▸ **Short task**: Reproduce verbatim the lines from the one containing "Would you mind marking the dish" through the one containing "Target: dish soap bottle", including both of those lines. Leave out any pictures.

▸ **Entries shown**:
— begin —

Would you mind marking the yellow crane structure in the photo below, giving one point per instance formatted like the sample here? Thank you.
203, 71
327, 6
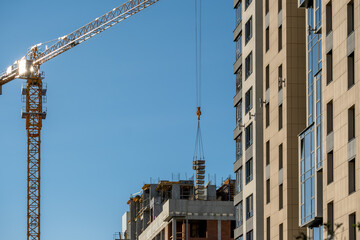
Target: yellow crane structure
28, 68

— end —
— begin —

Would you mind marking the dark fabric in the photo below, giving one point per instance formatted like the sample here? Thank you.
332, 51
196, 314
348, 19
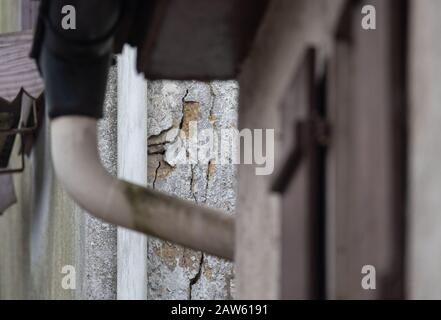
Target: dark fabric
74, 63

— end —
— begin —

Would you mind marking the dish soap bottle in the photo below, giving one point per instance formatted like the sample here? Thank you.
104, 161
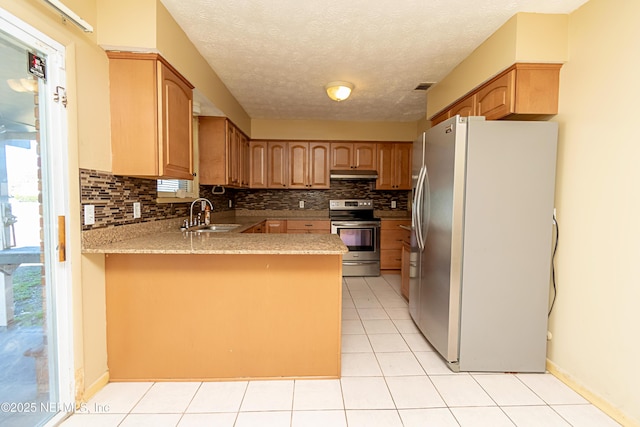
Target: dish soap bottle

— end —

▸ **Exercise solution**:
Would you mind marking the dish soap bottle in the photo below, giving one point per instance formatted like the sample here? Thank you.
104, 161
Target: dish soap bottle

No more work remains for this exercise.